● **Required work**:
Reproduce every line of the records below, character for character, with nothing changed.

+++ Provided material +++

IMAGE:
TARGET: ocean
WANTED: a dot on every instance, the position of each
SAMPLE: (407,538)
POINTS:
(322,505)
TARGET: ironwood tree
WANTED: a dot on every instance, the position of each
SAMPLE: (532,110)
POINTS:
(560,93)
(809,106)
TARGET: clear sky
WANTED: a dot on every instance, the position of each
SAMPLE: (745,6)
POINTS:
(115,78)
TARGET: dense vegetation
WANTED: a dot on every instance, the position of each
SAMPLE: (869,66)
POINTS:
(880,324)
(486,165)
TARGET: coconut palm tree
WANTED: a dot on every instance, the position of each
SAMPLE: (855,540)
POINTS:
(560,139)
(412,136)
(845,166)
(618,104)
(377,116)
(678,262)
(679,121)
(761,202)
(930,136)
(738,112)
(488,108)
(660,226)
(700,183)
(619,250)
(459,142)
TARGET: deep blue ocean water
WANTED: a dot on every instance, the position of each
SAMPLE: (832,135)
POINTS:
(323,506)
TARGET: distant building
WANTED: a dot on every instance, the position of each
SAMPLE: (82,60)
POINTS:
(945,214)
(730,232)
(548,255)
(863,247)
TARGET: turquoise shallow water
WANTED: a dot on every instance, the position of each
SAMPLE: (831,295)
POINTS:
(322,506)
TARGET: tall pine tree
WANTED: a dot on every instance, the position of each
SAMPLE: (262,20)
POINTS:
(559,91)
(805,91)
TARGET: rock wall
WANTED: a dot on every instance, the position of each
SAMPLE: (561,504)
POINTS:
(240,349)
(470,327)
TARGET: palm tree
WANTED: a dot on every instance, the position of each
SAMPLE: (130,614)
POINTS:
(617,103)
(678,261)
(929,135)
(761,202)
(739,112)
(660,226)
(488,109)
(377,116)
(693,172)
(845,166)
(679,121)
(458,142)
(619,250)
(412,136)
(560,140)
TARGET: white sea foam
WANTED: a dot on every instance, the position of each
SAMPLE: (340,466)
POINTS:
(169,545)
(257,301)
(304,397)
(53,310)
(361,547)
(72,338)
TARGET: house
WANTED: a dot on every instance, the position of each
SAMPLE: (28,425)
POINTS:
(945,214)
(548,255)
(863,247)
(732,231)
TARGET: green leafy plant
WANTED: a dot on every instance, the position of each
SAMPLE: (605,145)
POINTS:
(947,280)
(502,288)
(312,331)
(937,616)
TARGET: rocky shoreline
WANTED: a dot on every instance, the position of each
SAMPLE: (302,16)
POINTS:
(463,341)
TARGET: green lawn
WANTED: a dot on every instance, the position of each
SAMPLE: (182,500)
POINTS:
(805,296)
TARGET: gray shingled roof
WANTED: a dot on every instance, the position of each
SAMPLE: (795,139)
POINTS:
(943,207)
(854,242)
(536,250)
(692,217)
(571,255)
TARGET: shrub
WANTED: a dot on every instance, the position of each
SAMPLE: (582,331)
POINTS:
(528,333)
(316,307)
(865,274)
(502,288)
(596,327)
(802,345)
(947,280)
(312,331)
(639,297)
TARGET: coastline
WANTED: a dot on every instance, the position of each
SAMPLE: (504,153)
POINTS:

+++

● **Solved exercise**:
IMAGE:
TARGET: ocean
WANTED: a dot on every instance, the position of each
SAMPLE: (407,538)
POINTS:
(322,505)
TARGET: ironwood tree
WANTED: a dot on every instance, the position of each
SAMPLE: (532,110)
POINTS:
(560,93)
(809,106)
TARGET: clear sky
WANTED: a dot on every instance, the position of each
SAMPLE: (745,6)
POINTS:
(115,78)
TARGET: dense vegetation
WANTED: a dot on every instance, the position of each
SAMPLE: (869,66)
POINTS:
(880,324)
(486,165)
TARGET: coconut palm tree
WANTED: a dot on every instance, the position of each
SAMPLE: (855,540)
POINTS:
(560,139)
(412,136)
(845,166)
(618,104)
(377,116)
(678,262)
(679,121)
(761,202)
(930,136)
(738,112)
(488,108)
(660,226)
(700,183)
(619,250)
(459,142)
TARGET: deep blue ocean water
WANTED: a dot on every instance, the position of each
SAMPLE: (832,135)
POINTS:
(323,506)
TARGET: distant building
WANTED: a dot on every instance, the position of each
SAMPLE: (82,60)
POINTS:
(945,214)
(730,232)
(548,255)
(863,247)
TARGET: turquoise shallow water
WANTED: a dot on every instance, the position of each
SAMPLE: (831,295)
POINTS:
(322,506)
TARGET: tall pine tree
WANTED: a dot on every instance, the position of each
SAMPLE: (262,20)
POINTS:
(559,91)
(805,91)
TARGET: rock wall
WANTED: a dot on every instance, the position of each
SAMPLE: (561,504)
POINTS:
(240,349)
(470,327)
TARGET: palm tree
WANTED: a dot on every instance, the position of each
SAMPLE: (130,614)
POINTS:
(617,103)
(678,261)
(929,135)
(761,202)
(739,112)
(660,226)
(488,109)
(377,116)
(693,172)
(845,166)
(679,121)
(458,142)
(619,250)
(412,136)
(560,140)
TARGET: white sea foam
WANTED: a dot on every instance, the position of each
SAMPLE: (340,466)
POINTS:
(169,545)
(257,301)
(304,397)
(53,310)
(361,547)
(72,338)
TARGET: house
WANTED: a dot on every instance, the position of each
SAMPLE: (28,425)
POINTS:
(945,214)
(548,255)
(863,247)
(732,231)
TARGET: green leafy plant
WANTED: a dot on every instance, the position of each
SAMPLE: (605,145)
POINTS:
(947,280)
(502,288)
(312,331)
(937,616)
TARGET: rocky shoreline
WANTED: a dot on every instance, the position of each
SAMPLE: (302,16)
POINTS:
(463,341)
TARGET: green lawn
WANTED: a dot on every instance, the position of each
SAMPLE: (182,500)
POINTS:
(805,296)
TARGET: gray shingled roof
WANTED: a dot on every instance, the position of each
SAMPLE: (795,139)
POINTS:
(943,207)
(854,242)
(536,250)
(692,217)
(571,255)
TARGET: shrub
WANTED: a dot on every instance, the position of each
SAMPLE: (582,331)
POINTS:
(528,333)
(316,307)
(865,274)
(502,288)
(596,327)
(802,345)
(947,280)
(312,331)
(639,297)
TARGET: coastline
WANTED: a dot on every instance, the position of each
SAMPLE: (504,153)
POINTS:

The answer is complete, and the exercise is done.